The 58th Vaughan's Rifles (Frontier Force) was an infantry regiment of the British Indian Army. It was raised in 1849 as the 5th Regiment of Punjab Infantry. It was designated as the 58th Vaughan's Rifles (Frontier Force) in 1903 and became 5th Battalion 13th Frontier Force Rifles in 1922. In 1947, it was allocated to the Pakistan Army, where it continues to exist as 10th Battalion The Frontier Force Regiment.

Early history
The regiment was raised on 18 May 1849 by Captain JE Gastrell at Leiah as part of the Transfrontier Brigade. In 1851, the brigade was expanded and redesignated as the Punjab Irregular Force, which later became famous as the Punjab Frontier Force or The Piffers. The Piffers consisted of five regiments of cavalry, eleven regiments of infantry and five batteries of artillery besides the Corps of Guides. Their mission was to maintain order on the Punjab Frontier; a task they performed with great aplomb. The 5th Punjab Infantry took part in numerous frontier operations besides the Great Indian Mutiny of 1857–58, when it operated in Oudh and Nepal. During the Second Afghan War of 1878–80, the regiment fought in the Battle of Peiwar Kotal and took part in the defence of Sherpur Cantonment at Kabul. In 1897, it took part in the Tirah Campaign.

58th Vaughan's Rifles (Frontier Force)
Subsequent to the reforms brought about in the Indian Army by Lord Kitchener in 1903, the regiment's designation was changed to 58th Vaughan's Rifles (Frontier Force). In 1914, the regiment's class composition was three companies each of Pathans and Sikhs, and one company each of Dogras and Punjabi Muslims. During the First World War, the regiment served on the Western Front in 1914–15, fighting in the Battles of Givenchy-les-la-Bassee, Neuve Chapelle, Aubers Ridge and Loos. In 1915, it served in Egypt moving to Palestine in 1917, where it fought in the Third Battle of Gaza, the Battle of Nebi Samwil and the Capture of Jerusalem. In 1918, it fought in the Battle of Megiddo, which led to the annihilation of Turkish Army in Palestine.

WRITTEN EXERCISE 1:
Count the lines of the records that contain the string "stone", and give only that number.
The regiment history and the records come from unrelated sources.

[Dataset extracts with box labels]
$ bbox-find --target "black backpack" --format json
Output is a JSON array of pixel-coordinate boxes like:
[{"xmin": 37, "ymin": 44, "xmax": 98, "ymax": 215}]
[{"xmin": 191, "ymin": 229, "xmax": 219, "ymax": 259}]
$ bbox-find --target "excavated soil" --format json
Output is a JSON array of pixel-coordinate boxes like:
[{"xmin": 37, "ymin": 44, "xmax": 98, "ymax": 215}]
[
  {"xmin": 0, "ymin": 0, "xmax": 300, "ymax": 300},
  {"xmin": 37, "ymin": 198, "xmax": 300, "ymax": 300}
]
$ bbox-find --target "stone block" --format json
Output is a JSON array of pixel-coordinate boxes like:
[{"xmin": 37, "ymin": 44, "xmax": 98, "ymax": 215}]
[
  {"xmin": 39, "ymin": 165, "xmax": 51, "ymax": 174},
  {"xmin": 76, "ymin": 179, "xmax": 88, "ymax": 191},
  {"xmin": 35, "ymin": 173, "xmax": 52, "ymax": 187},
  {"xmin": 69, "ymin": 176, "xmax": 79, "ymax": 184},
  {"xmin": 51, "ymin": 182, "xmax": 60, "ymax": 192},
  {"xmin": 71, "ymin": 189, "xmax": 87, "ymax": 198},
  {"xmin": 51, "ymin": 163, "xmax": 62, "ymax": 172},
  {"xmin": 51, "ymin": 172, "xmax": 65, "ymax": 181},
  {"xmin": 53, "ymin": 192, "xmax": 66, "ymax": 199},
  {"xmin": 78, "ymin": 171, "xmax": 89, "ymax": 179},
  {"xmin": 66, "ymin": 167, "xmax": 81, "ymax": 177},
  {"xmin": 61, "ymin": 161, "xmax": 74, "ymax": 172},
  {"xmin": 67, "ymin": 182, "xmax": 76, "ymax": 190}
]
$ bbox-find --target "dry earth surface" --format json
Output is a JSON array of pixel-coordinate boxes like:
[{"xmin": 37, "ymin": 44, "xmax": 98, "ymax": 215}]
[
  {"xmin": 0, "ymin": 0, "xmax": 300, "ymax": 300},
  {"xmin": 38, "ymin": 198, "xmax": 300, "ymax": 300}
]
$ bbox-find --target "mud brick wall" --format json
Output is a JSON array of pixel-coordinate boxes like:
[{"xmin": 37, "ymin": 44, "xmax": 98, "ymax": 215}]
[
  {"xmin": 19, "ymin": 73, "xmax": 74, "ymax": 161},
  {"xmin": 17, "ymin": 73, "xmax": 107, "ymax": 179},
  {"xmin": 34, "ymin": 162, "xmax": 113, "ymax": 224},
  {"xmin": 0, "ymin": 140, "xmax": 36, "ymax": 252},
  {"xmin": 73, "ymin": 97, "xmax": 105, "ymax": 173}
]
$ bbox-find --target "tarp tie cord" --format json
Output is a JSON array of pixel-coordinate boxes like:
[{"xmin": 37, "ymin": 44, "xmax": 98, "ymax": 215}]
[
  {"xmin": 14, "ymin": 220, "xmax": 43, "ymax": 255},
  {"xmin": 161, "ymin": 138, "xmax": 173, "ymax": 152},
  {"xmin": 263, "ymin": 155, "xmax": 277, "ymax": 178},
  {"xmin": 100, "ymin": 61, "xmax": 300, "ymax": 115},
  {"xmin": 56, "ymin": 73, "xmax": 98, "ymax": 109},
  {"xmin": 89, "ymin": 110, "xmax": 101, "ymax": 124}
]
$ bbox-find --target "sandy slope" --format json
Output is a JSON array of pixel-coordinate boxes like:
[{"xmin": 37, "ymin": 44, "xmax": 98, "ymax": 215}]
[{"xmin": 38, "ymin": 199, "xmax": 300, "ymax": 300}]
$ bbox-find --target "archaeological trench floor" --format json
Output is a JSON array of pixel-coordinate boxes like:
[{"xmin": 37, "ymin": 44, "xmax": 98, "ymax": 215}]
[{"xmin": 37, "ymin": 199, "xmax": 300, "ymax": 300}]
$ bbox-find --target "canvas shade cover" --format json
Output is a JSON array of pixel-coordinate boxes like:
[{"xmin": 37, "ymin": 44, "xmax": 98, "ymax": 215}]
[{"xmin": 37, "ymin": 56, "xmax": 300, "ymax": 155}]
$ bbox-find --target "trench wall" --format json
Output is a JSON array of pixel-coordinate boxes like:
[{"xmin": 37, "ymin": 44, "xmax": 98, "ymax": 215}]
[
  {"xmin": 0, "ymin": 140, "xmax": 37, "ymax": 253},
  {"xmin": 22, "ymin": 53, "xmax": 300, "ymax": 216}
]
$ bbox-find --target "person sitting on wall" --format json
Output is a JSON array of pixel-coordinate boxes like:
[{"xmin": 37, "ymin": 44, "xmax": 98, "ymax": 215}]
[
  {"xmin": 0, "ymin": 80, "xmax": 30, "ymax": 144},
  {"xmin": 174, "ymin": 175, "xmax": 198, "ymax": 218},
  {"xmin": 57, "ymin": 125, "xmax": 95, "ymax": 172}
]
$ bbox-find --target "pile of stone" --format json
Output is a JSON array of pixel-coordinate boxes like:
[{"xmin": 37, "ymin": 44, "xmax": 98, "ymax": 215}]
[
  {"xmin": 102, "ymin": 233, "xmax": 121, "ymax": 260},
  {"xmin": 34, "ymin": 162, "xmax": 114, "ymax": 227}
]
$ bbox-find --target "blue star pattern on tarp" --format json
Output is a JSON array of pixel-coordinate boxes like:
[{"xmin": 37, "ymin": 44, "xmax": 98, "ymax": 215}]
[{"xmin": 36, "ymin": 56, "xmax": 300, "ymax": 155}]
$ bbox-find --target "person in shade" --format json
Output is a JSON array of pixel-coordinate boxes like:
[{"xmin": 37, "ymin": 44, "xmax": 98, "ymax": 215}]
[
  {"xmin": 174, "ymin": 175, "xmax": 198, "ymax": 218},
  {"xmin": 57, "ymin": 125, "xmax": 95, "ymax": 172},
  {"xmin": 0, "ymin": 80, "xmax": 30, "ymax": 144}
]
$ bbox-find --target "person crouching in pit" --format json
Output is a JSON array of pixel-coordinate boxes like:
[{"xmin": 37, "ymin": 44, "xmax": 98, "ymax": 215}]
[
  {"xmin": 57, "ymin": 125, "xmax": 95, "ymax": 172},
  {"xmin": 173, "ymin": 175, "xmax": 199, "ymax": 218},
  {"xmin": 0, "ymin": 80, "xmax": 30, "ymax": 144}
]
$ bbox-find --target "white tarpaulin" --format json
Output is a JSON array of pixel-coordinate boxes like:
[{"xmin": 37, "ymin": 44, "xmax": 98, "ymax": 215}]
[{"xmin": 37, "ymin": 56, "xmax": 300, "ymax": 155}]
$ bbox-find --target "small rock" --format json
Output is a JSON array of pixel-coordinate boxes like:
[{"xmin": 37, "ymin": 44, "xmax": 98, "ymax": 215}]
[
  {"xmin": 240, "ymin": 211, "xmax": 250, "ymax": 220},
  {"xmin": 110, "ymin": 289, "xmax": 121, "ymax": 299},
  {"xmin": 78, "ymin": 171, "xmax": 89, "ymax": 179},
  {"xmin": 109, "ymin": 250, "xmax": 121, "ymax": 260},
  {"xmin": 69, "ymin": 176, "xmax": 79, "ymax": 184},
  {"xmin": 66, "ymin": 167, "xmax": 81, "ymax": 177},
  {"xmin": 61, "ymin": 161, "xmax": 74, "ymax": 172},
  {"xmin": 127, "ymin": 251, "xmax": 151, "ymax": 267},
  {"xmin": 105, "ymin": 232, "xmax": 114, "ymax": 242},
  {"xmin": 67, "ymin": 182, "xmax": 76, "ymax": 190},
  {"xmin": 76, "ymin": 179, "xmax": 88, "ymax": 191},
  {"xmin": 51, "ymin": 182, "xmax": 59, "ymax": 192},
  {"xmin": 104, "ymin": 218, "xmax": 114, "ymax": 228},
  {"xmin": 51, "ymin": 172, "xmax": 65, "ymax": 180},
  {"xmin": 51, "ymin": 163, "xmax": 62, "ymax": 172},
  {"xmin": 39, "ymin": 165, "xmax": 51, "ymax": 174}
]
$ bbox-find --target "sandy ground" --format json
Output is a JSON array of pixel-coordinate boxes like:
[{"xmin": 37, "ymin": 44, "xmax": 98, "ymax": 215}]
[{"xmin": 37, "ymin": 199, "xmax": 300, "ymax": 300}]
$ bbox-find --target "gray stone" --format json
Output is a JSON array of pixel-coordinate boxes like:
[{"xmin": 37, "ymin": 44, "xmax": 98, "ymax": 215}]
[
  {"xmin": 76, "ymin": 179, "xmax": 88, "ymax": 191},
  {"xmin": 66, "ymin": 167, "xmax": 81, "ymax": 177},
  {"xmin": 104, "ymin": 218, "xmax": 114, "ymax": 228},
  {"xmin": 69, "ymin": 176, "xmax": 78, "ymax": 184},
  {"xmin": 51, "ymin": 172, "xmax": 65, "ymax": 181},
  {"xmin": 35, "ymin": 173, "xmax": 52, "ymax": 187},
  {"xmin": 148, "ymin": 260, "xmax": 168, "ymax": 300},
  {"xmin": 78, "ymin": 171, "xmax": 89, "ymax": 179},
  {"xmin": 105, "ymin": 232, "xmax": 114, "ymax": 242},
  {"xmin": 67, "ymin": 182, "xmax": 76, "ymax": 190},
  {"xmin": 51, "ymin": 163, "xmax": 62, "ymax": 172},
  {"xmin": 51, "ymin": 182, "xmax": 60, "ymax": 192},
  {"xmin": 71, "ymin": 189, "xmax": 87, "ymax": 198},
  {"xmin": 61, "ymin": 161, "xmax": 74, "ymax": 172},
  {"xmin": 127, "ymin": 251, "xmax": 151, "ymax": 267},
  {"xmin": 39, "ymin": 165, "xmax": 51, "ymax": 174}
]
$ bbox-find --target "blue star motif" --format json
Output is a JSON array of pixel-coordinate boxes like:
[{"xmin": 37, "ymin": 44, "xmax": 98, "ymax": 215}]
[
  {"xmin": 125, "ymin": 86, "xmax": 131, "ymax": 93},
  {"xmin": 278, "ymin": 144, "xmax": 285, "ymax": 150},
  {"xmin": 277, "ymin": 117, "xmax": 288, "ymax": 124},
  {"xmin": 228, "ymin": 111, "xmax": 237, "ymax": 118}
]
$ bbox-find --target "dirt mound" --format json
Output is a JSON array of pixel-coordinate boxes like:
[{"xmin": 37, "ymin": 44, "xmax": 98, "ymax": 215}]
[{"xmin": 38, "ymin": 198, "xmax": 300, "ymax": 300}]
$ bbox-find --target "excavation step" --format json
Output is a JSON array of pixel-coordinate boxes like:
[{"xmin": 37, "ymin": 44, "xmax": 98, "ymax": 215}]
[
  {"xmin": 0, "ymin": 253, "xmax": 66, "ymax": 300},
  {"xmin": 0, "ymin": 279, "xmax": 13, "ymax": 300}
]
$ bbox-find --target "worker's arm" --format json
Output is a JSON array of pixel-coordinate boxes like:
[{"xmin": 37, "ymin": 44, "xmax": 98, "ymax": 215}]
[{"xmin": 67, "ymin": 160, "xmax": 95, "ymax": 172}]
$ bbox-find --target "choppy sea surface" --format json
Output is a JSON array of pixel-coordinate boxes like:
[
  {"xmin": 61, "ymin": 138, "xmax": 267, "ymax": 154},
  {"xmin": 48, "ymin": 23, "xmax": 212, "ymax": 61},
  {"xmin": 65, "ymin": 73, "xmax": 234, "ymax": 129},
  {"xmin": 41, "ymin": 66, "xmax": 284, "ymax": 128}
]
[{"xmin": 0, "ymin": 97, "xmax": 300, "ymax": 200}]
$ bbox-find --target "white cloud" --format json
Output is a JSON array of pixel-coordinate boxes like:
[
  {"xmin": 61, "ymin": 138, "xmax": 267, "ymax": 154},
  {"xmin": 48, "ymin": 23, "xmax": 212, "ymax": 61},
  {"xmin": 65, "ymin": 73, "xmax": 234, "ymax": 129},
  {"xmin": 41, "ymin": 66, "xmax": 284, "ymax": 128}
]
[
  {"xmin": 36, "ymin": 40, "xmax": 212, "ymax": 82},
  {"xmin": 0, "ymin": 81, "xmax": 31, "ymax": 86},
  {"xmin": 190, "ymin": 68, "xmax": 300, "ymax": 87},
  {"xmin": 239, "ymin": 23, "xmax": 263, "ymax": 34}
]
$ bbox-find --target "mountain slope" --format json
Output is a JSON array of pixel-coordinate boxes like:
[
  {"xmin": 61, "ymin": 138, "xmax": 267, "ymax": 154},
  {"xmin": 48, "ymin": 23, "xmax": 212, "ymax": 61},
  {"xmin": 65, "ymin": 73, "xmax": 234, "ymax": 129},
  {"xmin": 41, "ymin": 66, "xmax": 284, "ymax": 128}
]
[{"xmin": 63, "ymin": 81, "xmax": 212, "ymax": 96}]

WRITTEN EXERCISE 2:
Please print part of the regiment history word for word, beginning at the words that have "Subsequent to the" and stopping after "Army in Palestine.".

TASK ANSWER 1:
3

TASK ANSWER 2:
Subsequent to the reforms brought about in the Indian Army by Lord Kitchener in 1903, the regiment's designation was changed to 58th Vaughan's Rifles (Frontier Force). In 1914, the regiment's class composition was three companies each of Pathans and Sikhs, and one company each of Dogras and Punjabi Muslims. During the First World War, the regiment served on the Western Front in 1914–15, fighting in the Battles of Givenchy-les-la-Bassee, Neuve Chapelle, Aubers Ridge and Loos. In 1915, it served in Egypt moving to Palestine in 1917, where it fought in the Third Battle of Gaza, the Battle of Nebi Samwil and the Capture of Jerusalem. In 1918, it fought in the Battle of Megiddo, which led to the annihilation of Turkish Army in Palestine.